• **Stored data entries**:

+---+

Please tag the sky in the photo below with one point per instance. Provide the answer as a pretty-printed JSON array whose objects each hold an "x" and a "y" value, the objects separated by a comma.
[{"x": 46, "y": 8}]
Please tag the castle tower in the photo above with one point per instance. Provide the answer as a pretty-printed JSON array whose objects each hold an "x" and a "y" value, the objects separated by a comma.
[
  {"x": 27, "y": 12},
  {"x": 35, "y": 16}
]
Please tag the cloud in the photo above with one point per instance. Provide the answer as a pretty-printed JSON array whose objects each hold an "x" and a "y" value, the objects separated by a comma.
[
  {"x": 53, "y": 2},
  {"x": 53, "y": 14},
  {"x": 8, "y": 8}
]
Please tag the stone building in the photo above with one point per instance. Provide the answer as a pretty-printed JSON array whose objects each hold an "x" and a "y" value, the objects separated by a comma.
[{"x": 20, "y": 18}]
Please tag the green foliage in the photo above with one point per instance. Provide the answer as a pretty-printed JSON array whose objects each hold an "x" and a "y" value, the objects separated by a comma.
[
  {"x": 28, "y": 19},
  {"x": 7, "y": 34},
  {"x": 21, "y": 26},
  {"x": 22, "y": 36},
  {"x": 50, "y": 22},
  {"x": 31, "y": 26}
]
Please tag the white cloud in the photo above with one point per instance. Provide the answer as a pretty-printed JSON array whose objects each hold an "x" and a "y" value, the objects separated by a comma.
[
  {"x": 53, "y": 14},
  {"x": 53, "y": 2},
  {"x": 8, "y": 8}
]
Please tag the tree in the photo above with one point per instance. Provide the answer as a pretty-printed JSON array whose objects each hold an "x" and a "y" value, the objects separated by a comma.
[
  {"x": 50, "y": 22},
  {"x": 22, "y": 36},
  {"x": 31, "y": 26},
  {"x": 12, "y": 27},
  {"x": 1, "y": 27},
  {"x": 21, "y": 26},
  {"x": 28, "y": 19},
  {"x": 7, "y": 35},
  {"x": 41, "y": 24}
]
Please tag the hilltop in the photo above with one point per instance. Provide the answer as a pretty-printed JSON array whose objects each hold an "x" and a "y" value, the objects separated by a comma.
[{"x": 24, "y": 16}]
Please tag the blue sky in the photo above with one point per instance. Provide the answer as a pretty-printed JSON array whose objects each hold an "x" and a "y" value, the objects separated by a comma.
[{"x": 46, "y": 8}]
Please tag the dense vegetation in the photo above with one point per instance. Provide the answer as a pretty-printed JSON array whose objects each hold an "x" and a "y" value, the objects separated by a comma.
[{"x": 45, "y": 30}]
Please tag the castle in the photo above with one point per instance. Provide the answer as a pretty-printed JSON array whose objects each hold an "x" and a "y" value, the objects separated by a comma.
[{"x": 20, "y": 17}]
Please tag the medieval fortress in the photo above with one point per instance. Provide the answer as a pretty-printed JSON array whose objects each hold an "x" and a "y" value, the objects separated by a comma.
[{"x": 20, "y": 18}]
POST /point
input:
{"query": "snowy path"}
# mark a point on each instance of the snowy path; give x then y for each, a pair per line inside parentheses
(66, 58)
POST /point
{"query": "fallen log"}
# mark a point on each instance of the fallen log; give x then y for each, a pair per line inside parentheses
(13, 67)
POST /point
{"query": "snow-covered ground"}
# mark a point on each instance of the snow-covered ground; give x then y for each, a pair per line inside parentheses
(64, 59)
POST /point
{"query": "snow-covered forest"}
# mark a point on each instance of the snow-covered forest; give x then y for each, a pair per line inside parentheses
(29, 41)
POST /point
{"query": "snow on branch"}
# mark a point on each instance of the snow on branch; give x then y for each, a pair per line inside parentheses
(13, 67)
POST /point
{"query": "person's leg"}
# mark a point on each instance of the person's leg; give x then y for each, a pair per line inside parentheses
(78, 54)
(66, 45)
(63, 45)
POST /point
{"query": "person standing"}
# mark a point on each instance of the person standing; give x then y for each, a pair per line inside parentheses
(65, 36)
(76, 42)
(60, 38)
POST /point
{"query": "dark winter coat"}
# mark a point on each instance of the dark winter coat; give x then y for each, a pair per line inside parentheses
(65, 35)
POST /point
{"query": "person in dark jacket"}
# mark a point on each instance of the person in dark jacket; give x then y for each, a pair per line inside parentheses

+---+

• **Your instructions**: The entries above should be set down again exactly as they appear.

• **Finished exercise**:
Please tag the sky in the photo below with one point per instance. Provide the answer as a pretty-printed JSON array whose objects each hold an "x" and a "y" value, the objects separated by a comma.
[{"x": 46, "y": 8}]
Please tag the castle tower in the photo above with one point per instance. Provide the answer as a pretty-printed JSON array whose objects each hold an "x" and a "y" value, the objects separated by a comma.
[
  {"x": 27, "y": 12},
  {"x": 35, "y": 16}
]
Please tag the cloud in the photo above with one point per instance. Provide the answer as a pretty-printed JSON array whose objects each hold an "x" and a "y" value, the objects separated by a comma.
[
  {"x": 53, "y": 2},
  {"x": 53, "y": 14},
  {"x": 8, "y": 8}
]
Please tag the stone building in the photo above with one point per instance. Provide the answer as a pretty-printed JSON array whose objects each hold an "x" and a "y" value, the objects separated by a comma.
[{"x": 20, "y": 18}]
Please tag the green foliage in the photo above with one point per instance. Provide the answer as a pretty-printed JSON array whose objects each hold an "x" and a "y" value, the objects separated by a comma.
[
  {"x": 28, "y": 19},
  {"x": 7, "y": 34},
  {"x": 21, "y": 26},
  {"x": 22, "y": 36},
  {"x": 50, "y": 22},
  {"x": 31, "y": 26}
]
Please tag the white cloud in the photo above with one point per instance. Provide the answer as a pretty-printed JSON array whose objects each hold an "x" and a "y" value, the objects separated by a comma.
[
  {"x": 53, "y": 14},
  {"x": 53, "y": 2},
  {"x": 8, "y": 8}
]
Please tag the tree in the photo above with one point per instance. Provide the answer as a pretty-printed JSON array whose objects each hold an "x" and a "y" value, the objects separated by a comma.
[
  {"x": 50, "y": 22},
  {"x": 22, "y": 36},
  {"x": 31, "y": 26},
  {"x": 12, "y": 27},
  {"x": 1, "y": 27},
  {"x": 21, "y": 26},
  {"x": 28, "y": 19},
  {"x": 7, "y": 35},
  {"x": 41, "y": 24}
]
Please tag the hilltop in the photo above with one point per instance. Provide the answer as a pretty-printed JSON array whose objects each hold an "x" and a "y" value, the objects separated by a comma.
[{"x": 24, "y": 16}]
Please tag the blue sky in the photo above with one point per instance. Provide the answer as a pretty-printed JSON array whose objects each hold an "x" and a "y" value, the objects separated by a comma.
[{"x": 46, "y": 8}]
Please tag the dense vegetation in the photo above with one point per instance. Provide the answer as a pretty-printed JSON array whose objects each hold an "x" and a "y" value, the objects separated by a comma.
[{"x": 45, "y": 30}]
Please tag the castle in the photo above with one point per instance. Provide the answer as a pretty-printed JSON array whose objects each hold an "x" and a "y" value, the objects separated by a comma.
[{"x": 20, "y": 17}]
Please tag the medieval fortress in the photo above with one point per instance. Provide the answer as a pretty-printed JSON array whose objects each hold an "x" and a "y" value, the objects separated by a comma.
[{"x": 20, "y": 18}]
POST /point
input:
{"query": "snowy path"}
# mark a point on each instance of the snowy path; give x then y for each, a pair per line inside parentheses
(66, 58)
POST /point
{"query": "fallen log"}
# mark a point on each instance of the fallen log; give x then y for each, a pair per line inside parentheses
(13, 67)
POST /point
{"query": "snow-covered ground"}
# mark a point on each instance of the snow-covered ground; give x then y for each, a pair per line inside parentheses
(64, 59)
POST /point
{"query": "snow-covered forest"}
# mark a point on each instance of the snow-covered forest; give x then y for each, a pair per line inside parentheses
(29, 41)
POST /point
{"query": "snow on branch"}
# mark a point on each instance of the snow on branch; give x then y for each, a pair per line inside parentheses
(13, 67)
POST /point
{"query": "person's leg"}
# mark a point on each instance of the person's leg; give x then y for each, a pair per line inside parentheses
(78, 54)
(66, 45)
(63, 45)
POST /point
{"query": "person standing"}
# mark a point on each instance of the person standing; give x then y for each, a pair per line inside parentheses
(65, 36)
(76, 42)
(60, 38)
POST /point
{"query": "dark winter coat"}
# mark a point on each instance of the dark winter coat; give x then y for each, a pair per line inside parentheses
(65, 35)
POST /point
{"query": "person in dark jacket"}
# mark a point on each instance of the person in dark jacket; give x then y for each, a pair per line inside parentheses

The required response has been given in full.